DOCUMENT SEGMENT:
* Begin *

Their big advantage is that it becomes easy for both
programmer and compiler/GC system to separate
pointers that the GC system should trace through
from those that are weak pointers or pointers to non-GC
managed memory (this assumes of course that the
latter are permitted). One issue is that you can't
just flip a big switch and have your program start using
GC: you need to program with it in mind from the start
if you wish to use it. Actually, I'm not sure this is a bad
thing.

[snip]

Garry Lancaster:
> > One last question: what happens when a machine is
> > low on memory? Is it ever possible that collection could
> > fail due to lack of memory for internal allocations related
> > to the collection algorithm itself, or is all this memory
> > pre-allocated?

> Our particular implementation is designed to make it possible to
> recover from running out of memory to the same extent it is with
> malloc/new, i.e. you get a NULL pointer return or exception from the
> allocator IF the allocator detects it. This is nontrivial, and
> complicates the collector.  Typically this isn't a 100% solution, even
> with malloc/free, since you may allocate 99.9999999% of the memory
> using new, and then run out of space trying to grow the stack in
> response to a nested function call.  I'm not sure there's a practical
> way to avoid this in the usual situation in which you have to support
> 1000+ threads with 2MB+ stacks each in the worst case, but both maxima
> are rarely approached.

* End *

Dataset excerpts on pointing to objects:
* Begin *

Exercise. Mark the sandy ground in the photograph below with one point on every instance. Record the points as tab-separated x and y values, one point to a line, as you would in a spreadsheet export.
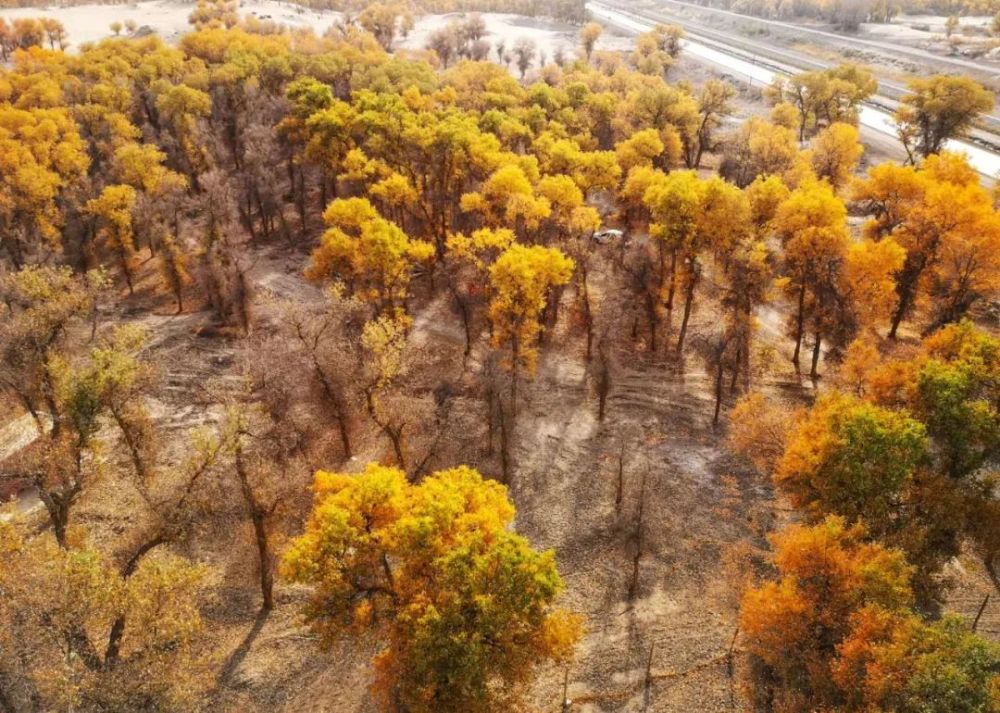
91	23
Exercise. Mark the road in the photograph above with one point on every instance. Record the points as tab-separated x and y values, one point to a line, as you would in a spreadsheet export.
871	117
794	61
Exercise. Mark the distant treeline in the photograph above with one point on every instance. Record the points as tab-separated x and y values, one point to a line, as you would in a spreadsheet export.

* End *

PROBLEM A: Retype the garbage collection discussion in full, with no changes.
PROBLEM B: Convert the entries into a numbered list and skip any blank lines. Leave the pictures out.

FINISHED ANSWER A:
Their big advantage is that it becomes easy for both
programmer and compiler/GC system to separate
pointers that the GC system should trace through
from those that are weak pointers or pointers to non-GC
managed memory (this assumes of course that the
latter are permitted). One issue is that you can't
just flip a big switch and have your program start using
GC: you need to program with it in mind from the start
if you wish to use it. Actually, I'm not sure this is a bad
thing.

[snip]

Garry Lancaster:
> > One last question: what happens when a machine is
> > low on memory? Is it ever possible that collection could
> > fail due to lack of memory for internal allocations related
> > to the collection algorithm itself, or is all this memory
> > pre-allocated?

> Our particular implementation is designed to make it possible to
> recover from running out of memory to the same extent it is with
> malloc/new, i.e. you get a NULL pointer return or exception from the
> allocator IF the allocator detects it. This is nontrivial, and
> complicates the collector.  Typically this isn't a 100% solution, even
> with malloc/free, since you may allocate 99.9999999% of the memory
> using new, and then run out of space trying to grow the stack in
> response to a nested function call.  I'm not sure there's a practical
> way to avoid this in the usual situation in which you have to support
> 1000+ threads with 2MB+ stacks each in the worst case, but both maxima
> are rarely approached.

FINISHED ANSWER B:
1. Exercise. Mark the sandy ground in the photograph below with one point on every instance. Record the points as tab-separated x and y values, one point to a line, as you would in a spreadsheet export.
2. 91	23
3. Exercise. Mark the road in the photograph above with one point on every instance. Record the points as tab-separated x and y values, one point to a line, as you would in a spreadsheet export.
4. 871	117
5. 794	61
6. Exercise. Mark the distant treeline in the photograph above with one point on every instance. Record the points as tab-separated x and y values, one point to a line, as you would in a spreadsheet export.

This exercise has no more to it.